====== Material provided ======
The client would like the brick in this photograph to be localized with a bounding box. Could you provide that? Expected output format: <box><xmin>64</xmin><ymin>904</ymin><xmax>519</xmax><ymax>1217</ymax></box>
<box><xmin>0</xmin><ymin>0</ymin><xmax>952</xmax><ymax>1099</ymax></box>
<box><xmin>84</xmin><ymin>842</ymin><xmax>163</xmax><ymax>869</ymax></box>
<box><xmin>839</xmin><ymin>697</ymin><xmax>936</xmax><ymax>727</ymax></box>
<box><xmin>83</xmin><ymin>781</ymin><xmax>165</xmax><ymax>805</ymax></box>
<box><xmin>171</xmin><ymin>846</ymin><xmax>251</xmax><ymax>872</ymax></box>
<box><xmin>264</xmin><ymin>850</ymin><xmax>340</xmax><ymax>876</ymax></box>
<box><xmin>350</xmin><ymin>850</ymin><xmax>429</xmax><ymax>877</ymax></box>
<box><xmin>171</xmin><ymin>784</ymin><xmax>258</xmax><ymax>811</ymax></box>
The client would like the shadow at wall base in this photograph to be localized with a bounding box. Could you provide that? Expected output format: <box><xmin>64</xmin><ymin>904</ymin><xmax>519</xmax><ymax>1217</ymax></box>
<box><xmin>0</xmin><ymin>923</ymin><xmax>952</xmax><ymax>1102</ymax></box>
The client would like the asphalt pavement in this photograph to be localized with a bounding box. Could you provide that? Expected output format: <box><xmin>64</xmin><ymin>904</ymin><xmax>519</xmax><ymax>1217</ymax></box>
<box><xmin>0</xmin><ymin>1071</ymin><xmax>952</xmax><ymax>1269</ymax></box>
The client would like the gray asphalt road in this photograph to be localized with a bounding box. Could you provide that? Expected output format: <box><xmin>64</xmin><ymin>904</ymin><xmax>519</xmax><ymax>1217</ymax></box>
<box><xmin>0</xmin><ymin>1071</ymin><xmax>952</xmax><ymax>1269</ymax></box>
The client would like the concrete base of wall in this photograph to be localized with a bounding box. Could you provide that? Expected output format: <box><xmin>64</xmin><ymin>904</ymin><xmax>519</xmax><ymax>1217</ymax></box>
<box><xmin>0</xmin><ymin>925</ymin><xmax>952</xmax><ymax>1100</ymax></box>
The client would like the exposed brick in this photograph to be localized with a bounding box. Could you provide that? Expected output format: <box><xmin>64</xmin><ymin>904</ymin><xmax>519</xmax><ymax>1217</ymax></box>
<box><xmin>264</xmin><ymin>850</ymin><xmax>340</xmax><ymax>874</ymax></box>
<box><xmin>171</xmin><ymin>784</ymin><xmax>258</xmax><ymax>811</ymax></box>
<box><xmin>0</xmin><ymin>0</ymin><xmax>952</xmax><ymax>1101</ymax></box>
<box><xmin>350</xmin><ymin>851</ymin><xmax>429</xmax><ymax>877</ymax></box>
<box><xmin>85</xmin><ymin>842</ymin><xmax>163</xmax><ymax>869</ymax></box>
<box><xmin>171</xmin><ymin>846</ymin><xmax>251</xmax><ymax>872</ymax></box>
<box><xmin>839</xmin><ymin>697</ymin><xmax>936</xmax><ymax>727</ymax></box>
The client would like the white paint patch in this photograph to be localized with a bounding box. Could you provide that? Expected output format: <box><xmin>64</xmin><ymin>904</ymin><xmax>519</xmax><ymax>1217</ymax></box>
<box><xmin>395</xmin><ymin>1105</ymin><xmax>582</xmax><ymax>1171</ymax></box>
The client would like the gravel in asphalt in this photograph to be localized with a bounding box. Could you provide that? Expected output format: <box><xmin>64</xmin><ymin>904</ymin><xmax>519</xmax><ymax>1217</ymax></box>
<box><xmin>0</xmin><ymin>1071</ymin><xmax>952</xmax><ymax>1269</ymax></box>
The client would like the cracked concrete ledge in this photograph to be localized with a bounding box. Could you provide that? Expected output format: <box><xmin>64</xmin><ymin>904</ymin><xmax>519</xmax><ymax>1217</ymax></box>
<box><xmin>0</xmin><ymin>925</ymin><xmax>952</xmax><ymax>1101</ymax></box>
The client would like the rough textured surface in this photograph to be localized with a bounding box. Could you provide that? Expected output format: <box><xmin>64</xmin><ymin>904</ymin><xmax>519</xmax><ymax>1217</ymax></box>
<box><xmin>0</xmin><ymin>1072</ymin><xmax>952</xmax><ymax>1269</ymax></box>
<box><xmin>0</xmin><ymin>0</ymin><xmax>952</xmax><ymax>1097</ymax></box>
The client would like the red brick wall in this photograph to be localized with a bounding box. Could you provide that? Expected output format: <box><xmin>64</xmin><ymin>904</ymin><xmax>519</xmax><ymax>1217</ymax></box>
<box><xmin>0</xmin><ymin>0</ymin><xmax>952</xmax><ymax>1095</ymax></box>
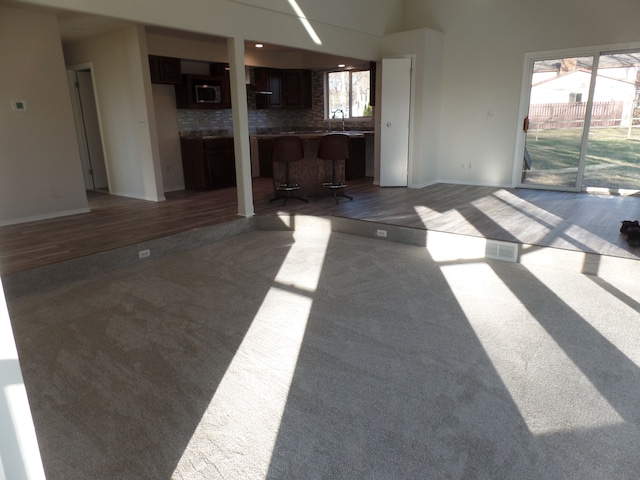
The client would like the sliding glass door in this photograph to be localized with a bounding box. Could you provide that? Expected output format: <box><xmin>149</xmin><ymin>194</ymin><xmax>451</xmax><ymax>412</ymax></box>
<box><xmin>521</xmin><ymin>48</ymin><xmax>640</xmax><ymax>191</ymax></box>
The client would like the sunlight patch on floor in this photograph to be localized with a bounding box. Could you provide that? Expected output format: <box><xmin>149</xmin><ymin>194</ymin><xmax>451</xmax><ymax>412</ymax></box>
<box><xmin>441</xmin><ymin>263</ymin><xmax>623</xmax><ymax>435</ymax></box>
<box><xmin>176</xmin><ymin>223</ymin><xmax>330</xmax><ymax>478</ymax></box>
<box><xmin>529</xmin><ymin>268</ymin><xmax>640</xmax><ymax>368</ymax></box>
<box><xmin>413</xmin><ymin>205</ymin><xmax>481</xmax><ymax>235</ymax></box>
<box><xmin>0</xmin><ymin>281</ymin><xmax>45</xmax><ymax>480</ymax></box>
<box><xmin>471</xmin><ymin>192</ymin><xmax>553</xmax><ymax>242</ymax></box>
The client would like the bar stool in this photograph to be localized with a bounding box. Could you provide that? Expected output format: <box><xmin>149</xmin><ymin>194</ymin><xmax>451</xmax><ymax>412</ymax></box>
<box><xmin>269</xmin><ymin>135</ymin><xmax>309</xmax><ymax>206</ymax></box>
<box><xmin>318</xmin><ymin>133</ymin><xmax>353</xmax><ymax>203</ymax></box>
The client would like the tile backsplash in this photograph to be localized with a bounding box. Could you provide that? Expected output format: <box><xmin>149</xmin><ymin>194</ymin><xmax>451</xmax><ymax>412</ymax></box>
<box><xmin>178</xmin><ymin>70</ymin><xmax>373</xmax><ymax>136</ymax></box>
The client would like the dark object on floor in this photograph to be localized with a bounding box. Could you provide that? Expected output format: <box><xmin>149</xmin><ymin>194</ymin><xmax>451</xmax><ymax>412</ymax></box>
<box><xmin>620</xmin><ymin>220</ymin><xmax>640</xmax><ymax>247</ymax></box>
<box><xmin>318</xmin><ymin>133</ymin><xmax>353</xmax><ymax>203</ymax></box>
<box><xmin>269</xmin><ymin>135</ymin><xmax>309</xmax><ymax>206</ymax></box>
<box><xmin>627</xmin><ymin>227</ymin><xmax>640</xmax><ymax>247</ymax></box>
<box><xmin>620</xmin><ymin>220</ymin><xmax>640</xmax><ymax>235</ymax></box>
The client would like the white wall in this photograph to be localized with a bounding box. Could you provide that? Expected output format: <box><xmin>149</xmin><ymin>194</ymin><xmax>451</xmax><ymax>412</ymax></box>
<box><xmin>64</xmin><ymin>27</ymin><xmax>164</xmax><ymax>201</ymax></box>
<box><xmin>0</xmin><ymin>7</ymin><xmax>88</xmax><ymax>225</ymax></box>
<box><xmin>17</xmin><ymin>0</ymin><xmax>404</xmax><ymax>59</ymax></box>
<box><xmin>378</xmin><ymin>29</ymin><xmax>443</xmax><ymax>187</ymax></box>
<box><xmin>405</xmin><ymin>0</ymin><xmax>640</xmax><ymax>185</ymax></box>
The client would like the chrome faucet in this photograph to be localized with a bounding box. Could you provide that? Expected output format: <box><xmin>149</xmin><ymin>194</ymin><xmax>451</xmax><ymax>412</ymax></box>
<box><xmin>331</xmin><ymin>108</ymin><xmax>344</xmax><ymax>132</ymax></box>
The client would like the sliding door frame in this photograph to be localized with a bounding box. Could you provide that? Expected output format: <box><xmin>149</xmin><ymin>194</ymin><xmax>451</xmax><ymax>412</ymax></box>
<box><xmin>512</xmin><ymin>42</ymin><xmax>640</xmax><ymax>191</ymax></box>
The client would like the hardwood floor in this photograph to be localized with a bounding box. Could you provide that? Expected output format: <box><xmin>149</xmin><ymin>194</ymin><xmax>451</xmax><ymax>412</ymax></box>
<box><xmin>0</xmin><ymin>178</ymin><xmax>640</xmax><ymax>274</ymax></box>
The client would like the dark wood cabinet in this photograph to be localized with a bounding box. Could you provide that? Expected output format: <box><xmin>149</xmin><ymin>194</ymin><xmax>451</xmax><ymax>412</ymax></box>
<box><xmin>180</xmin><ymin>138</ymin><xmax>236</xmax><ymax>190</ymax></box>
<box><xmin>149</xmin><ymin>55</ymin><xmax>182</xmax><ymax>84</ymax></box>
<box><xmin>282</xmin><ymin>70</ymin><xmax>311</xmax><ymax>108</ymax></box>
<box><xmin>254</xmin><ymin>68</ymin><xmax>282</xmax><ymax>109</ymax></box>
<box><xmin>254</xmin><ymin>68</ymin><xmax>311</xmax><ymax>110</ymax></box>
<box><xmin>344</xmin><ymin>137</ymin><xmax>366</xmax><ymax>180</ymax></box>
<box><xmin>176</xmin><ymin>64</ymin><xmax>231</xmax><ymax>109</ymax></box>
======
Work required:
Extract every line of the data above that contains the word "rough". Matching is case-sensitive.

Answer to the task:
The client would like the rough textured surface in this photograph to be localized with a bounding box. Could you provide that? Expected output format: <box><xmin>64</xmin><ymin>904</ymin><xmax>519</xmax><ymax>1217</ymax></box>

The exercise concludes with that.